__WRITTEN PROBLEM__:
Please write out all of the following data line for line, changing nothing.

__THE RECORDS__:
»»

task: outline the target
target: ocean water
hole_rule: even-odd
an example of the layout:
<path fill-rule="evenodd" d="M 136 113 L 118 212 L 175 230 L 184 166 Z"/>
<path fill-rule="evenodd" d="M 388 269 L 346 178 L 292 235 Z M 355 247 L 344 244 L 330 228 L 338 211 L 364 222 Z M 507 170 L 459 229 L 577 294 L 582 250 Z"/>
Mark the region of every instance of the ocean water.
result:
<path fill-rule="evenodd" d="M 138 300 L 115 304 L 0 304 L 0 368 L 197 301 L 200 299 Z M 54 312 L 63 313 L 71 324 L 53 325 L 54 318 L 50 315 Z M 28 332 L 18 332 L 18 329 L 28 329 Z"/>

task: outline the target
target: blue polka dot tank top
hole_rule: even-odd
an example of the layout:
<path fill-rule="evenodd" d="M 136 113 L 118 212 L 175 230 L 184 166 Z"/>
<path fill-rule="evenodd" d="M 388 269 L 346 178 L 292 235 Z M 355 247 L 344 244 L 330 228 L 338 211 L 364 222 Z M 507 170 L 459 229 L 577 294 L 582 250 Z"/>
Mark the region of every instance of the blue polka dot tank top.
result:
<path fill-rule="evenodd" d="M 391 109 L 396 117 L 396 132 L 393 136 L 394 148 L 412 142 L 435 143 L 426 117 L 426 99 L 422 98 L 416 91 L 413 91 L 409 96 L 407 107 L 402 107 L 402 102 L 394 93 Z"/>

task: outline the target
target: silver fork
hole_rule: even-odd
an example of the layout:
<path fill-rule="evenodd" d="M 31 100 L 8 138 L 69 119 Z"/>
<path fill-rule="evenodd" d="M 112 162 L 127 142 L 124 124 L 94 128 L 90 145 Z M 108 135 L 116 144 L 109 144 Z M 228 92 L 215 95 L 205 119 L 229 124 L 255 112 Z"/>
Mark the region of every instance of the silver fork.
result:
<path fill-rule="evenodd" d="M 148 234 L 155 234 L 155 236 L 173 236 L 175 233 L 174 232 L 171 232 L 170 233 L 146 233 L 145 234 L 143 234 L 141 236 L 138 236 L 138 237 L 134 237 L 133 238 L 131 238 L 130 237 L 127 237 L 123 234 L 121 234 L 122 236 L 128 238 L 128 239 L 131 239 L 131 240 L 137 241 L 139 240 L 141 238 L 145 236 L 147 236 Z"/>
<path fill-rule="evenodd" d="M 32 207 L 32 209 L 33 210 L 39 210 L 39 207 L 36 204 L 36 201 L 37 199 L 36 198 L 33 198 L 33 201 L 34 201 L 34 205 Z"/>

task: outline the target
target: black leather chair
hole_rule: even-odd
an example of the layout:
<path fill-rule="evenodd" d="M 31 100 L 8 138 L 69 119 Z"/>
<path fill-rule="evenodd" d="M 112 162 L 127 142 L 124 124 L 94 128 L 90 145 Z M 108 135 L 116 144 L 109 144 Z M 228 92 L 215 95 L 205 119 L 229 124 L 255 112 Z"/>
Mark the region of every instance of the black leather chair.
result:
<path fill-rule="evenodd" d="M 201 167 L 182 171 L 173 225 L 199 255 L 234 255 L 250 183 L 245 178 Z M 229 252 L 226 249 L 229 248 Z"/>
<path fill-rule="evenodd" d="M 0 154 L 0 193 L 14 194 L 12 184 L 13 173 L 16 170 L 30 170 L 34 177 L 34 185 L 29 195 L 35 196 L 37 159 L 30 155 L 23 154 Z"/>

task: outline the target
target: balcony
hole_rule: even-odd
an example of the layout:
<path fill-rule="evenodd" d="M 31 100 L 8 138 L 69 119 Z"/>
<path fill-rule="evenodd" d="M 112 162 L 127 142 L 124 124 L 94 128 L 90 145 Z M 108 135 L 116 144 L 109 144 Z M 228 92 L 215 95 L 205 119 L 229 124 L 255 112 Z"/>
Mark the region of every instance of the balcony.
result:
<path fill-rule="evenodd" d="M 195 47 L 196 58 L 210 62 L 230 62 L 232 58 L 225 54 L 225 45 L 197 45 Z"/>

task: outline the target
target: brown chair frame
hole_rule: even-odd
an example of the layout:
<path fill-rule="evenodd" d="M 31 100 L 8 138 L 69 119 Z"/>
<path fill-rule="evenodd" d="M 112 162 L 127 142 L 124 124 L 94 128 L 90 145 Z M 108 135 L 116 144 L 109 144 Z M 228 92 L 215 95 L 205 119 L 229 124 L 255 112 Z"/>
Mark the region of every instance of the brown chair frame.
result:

««

__RESPONSE TO THIS EXERCISE__:
task: outline the target
target: ocean water
hole_rule: even-odd
an example of the layout:
<path fill-rule="evenodd" d="M 136 113 L 118 212 L 175 230 L 184 166 Z"/>
<path fill-rule="evenodd" d="M 388 269 L 346 178 L 292 235 Z M 355 247 L 344 244 L 330 228 L 338 211 L 364 222 Z M 507 170 L 459 229 L 577 294 L 582 250 Z"/>
Mark the region of every instance of the ocean water.
result:
<path fill-rule="evenodd" d="M 138 300 L 115 304 L 0 304 L 0 368 L 197 301 L 200 299 Z M 54 312 L 63 313 L 71 324 L 53 325 L 54 318 L 50 315 Z M 28 332 L 18 332 L 18 329 L 28 329 Z"/>

task: outline the target
target: blue polka dot tank top
hole_rule: even-odd
an example of the layout:
<path fill-rule="evenodd" d="M 136 113 L 118 212 L 175 230 L 184 166 Z"/>
<path fill-rule="evenodd" d="M 388 269 L 346 178 L 292 235 Z M 355 247 L 344 244 L 330 228 L 338 211 L 364 222 Z M 507 170 L 459 229 L 577 294 L 582 250 Z"/>
Mark the region of every instance of the blue polka dot tank top.
result:
<path fill-rule="evenodd" d="M 391 109 L 396 117 L 396 132 L 393 136 L 394 148 L 412 142 L 435 143 L 426 117 L 426 99 L 422 98 L 416 91 L 413 91 L 409 96 L 407 107 L 402 107 L 402 102 L 394 93 Z"/>

task: outline the target
target: silver fork
hole_rule: even-odd
an example of the layout:
<path fill-rule="evenodd" d="M 31 100 L 8 138 L 69 119 Z"/>
<path fill-rule="evenodd" d="M 112 162 L 127 142 L 124 124 L 94 128 L 90 145 Z M 108 135 L 116 144 L 109 144 Z M 228 92 L 215 95 L 205 119 L 229 124 L 255 112 Z"/>
Mark the region of every instance of the silver fork.
result:
<path fill-rule="evenodd" d="M 148 234 L 155 234 L 155 236 L 173 236 L 175 233 L 174 232 L 171 232 L 170 233 L 146 233 L 145 234 L 143 234 L 141 236 L 138 236 L 138 237 L 134 237 L 133 238 L 131 238 L 130 237 L 127 237 L 123 234 L 121 234 L 122 236 L 128 238 L 128 239 L 131 239 L 131 240 L 137 241 L 139 240 L 141 238 L 145 236 L 147 236 Z"/>
<path fill-rule="evenodd" d="M 32 207 L 32 209 L 33 210 L 39 210 L 39 207 L 36 204 L 36 201 L 37 199 L 36 198 L 33 198 L 33 201 L 34 201 L 34 205 Z"/>

task: outline the target
target: black leather chair
hole_rule: even-odd
an example of the layout:
<path fill-rule="evenodd" d="M 31 100 L 8 138 L 69 119 Z"/>
<path fill-rule="evenodd" d="M 112 162 L 127 142 L 124 124 L 94 128 L 90 145 Z M 108 135 L 116 144 L 109 144 Z M 228 92 L 215 95 L 205 119 L 229 124 L 255 112 Z"/>
Mark the region of every instance of the black leather chair.
result:
<path fill-rule="evenodd" d="M 201 167 L 182 171 L 173 225 L 199 255 L 234 255 L 250 183 L 245 178 Z M 229 252 L 226 249 L 229 248 Z"/>
<path fill-rule="evenodd" d="M 0 154 L 0 193 L 14 194 L 12 184 L 13 173 L 16 170 L 30 170 L 34 177 L 34 185 L 29 195 L 35 196 L 37 159 L 30 155 L 23 154 Z"/>

task: outline the target
target: balcony
hole_rule: even-odd
an example of the layout:
<path fill-rule="evenodd" d="M 31 100 L 8 138 L 69 119 Z"/>
<path fill-rule="evenodd" d="M 112 162 L 127 142 L 124 124 L 94 128 L 90 145 Z M 108 135 L 116 144 L 109 144 Z M 228 92 L 215 95 L 205 119 L 229 124 L 255 112 Z"/>
Mark the region of every instance of the balcony.
result:
<path fill-rule="evenodd" d="M 195 47 L 196 58 L 210 62 L 230 62 L 232 58 L 225 54 L 225 45 L 197 45 Z"/>

task: outline the target
target: brown chair frame
hole_rule: even-odd
an example of the layout:
<path fill-rule="evenodd" d="M 31 100 L 8 138 L 69 119 Z"/>
<path fill-rule="evenodd" d="M 112 162 L 127 142 L 124 124 L 94 128 L 90 145 Z M 108 135 L 116 144 L 109 144 Z M 228 92 L 215 95 L 205 119 L 229 124 L 255 112 Z"/>
Mark the region of every instance of the brown chair frame.
result:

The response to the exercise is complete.